- [Task list]:
(1) According to the passage on Tsong-kha-pa's works, which volumes hold his long analysis of the final phase of the controversy on compatibly appearing subjects?
(2) Condense the paragraph of the passage on Tsong-kha-pa's works that begins "Tsong-kha-pa's focus in his Great Exposition" into a short bulleted list that keeps its main facts.
(3) Retype the section of the passage on Tsong-kha-pa's works between "The current volume" and "cites only once.", inclusive.

- [Document]:
—————

Not from self, not from others,
Not from both, not causelessly
Do any things
Ever arise anywhere.

Nāgārjuna’s principal Indian commentators, however, explain the refutation of production from self in varying detail, the differences engendering the split between what came to be called the Autonomy School and the Consequence School.

Tsong-kha-pa’s focus in his Great Exposition of the Stages of the Path is on the material in the final phase of the controversy between Buddhapālita, Bhāvaviveka, and Chandrakīrti on the topic of compatibly appearing subjects. His intricate long analysis of that phase appears in volumes 5 and 6, for which Jam-yang-zhay-pa’s three volumes, 1-3, serve as introductions.

The current volume 7 on Tsong-kha-pa’s The Essence of Eloquence, which Tsong-kha-pa published six years later, contains a revised but much shorter presentation of the same materia. This newer presentation for the most part are staccato overviews of the gist of Chandrakīrti’s text, which he cites only once.
The early twentieth-century commentator Jig-me-dam-chö-gya-tsho helpfully identifies the relevant passages in Chandrakīrti’s Clear Words and rephrases Tsong-kha-pa’s meanings in sequences familiar to monastic textbooks and occasionally draws out issues.

—————

- [Stored data]:
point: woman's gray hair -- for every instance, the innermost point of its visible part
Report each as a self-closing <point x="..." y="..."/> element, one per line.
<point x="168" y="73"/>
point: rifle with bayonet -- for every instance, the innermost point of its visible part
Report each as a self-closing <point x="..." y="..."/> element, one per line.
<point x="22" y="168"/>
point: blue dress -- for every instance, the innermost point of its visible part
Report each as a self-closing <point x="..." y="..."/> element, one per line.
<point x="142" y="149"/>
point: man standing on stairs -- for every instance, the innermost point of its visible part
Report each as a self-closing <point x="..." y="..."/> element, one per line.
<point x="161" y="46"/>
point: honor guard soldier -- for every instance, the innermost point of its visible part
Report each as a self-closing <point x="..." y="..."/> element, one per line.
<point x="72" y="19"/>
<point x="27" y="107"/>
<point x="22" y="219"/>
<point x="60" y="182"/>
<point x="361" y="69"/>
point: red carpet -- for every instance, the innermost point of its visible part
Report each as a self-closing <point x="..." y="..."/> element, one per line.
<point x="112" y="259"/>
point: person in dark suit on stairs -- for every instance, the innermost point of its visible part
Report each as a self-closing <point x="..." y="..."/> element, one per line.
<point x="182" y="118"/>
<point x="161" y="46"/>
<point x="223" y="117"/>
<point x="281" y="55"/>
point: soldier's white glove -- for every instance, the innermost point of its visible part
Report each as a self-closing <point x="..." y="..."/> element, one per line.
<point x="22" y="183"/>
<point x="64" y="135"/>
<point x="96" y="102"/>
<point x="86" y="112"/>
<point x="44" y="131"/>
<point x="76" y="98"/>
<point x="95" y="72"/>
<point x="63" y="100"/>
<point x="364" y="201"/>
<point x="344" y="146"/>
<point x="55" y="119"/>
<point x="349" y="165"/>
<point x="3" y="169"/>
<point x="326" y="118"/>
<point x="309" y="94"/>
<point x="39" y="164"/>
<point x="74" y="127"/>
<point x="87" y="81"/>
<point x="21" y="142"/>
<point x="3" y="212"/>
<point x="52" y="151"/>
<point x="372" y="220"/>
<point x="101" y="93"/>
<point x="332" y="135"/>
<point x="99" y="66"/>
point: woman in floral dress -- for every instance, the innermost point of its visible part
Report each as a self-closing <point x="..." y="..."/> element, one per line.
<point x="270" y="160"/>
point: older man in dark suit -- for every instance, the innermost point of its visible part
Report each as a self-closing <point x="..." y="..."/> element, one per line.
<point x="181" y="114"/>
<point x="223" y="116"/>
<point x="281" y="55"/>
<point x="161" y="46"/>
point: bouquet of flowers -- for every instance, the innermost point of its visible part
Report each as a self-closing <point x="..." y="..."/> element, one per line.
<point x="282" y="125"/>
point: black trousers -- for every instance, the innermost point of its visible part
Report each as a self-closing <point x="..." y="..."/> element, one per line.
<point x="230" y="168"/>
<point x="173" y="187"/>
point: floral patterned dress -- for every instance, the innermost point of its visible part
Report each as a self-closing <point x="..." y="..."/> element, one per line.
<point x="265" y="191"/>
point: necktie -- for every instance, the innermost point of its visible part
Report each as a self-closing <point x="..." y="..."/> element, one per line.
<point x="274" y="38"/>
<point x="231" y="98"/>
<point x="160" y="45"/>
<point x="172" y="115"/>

—————

- [The solutions]:
(1) Volumes 5 and 6.

(2)
- Tsong-kha-pa's Great Exposition of the Stages of the Path focuses on the final phase of the controversy among Buddhapālita, Bhāvaviveka, and Chandrakīrti on compatibly appearing subjects.
- His long, intricate analysis of that phase appears in volumes 5 and 6.
- Jam-yang-zhay-pa's three volumes, 1-3, serve as introductions to it.

(3)
The current volume 7 on Tsong-kha-pa’s The Essence of Eloquence, which Tsong-kha-pa published six years later, contains a revised but much shorter presentation of the same materia. This newer presentation for the most part are staccato overviews of the gist of Chandrakīrti’s text, which he cites only once.